The answer should hold exactly the lines of the entries below from the one containing "One marker serves each instance of the woman's" through the last line, both included.

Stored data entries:
○ ○ ○ ○
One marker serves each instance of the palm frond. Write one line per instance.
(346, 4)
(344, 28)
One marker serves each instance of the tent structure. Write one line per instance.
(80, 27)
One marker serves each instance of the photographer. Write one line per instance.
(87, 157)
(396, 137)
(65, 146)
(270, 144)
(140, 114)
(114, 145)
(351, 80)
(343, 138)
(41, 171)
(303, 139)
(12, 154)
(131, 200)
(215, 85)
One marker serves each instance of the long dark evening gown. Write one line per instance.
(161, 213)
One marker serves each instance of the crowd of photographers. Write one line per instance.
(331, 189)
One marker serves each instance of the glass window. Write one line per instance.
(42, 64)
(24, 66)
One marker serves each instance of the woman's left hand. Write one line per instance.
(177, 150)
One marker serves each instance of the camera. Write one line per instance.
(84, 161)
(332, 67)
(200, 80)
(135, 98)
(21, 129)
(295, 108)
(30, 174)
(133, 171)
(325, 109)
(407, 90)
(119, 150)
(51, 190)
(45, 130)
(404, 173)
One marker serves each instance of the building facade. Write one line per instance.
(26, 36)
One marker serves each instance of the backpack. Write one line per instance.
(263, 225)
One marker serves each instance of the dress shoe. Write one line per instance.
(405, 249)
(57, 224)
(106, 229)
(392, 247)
○ ○ ○ ○
[Solution for this exercise]
One marker serves each instance of the woman's left hand. Write one line per instance.
(177, 150)
One marker serves each instance of the camera. Write one line per instance.
(84, 161)
(332, 67)
(200, 80)
(135, 98)
(21, 129)
(295, 108)
(30, 174)
(133, 171)
(325, 109)
(407, 90)
(119, 150)
(51, 190)
(45, 130)
(404, 173)
One marker serves each instance of the building facade. Write one line per instance.
(26, 36)
One marker serves each instance of the backpack. Write one line per instance.
(263, 225)
One marker serves each instance of the dress shoe. Write one line per instance.
(405, 249)
(57, 224)
(106, 229)
(392, 247)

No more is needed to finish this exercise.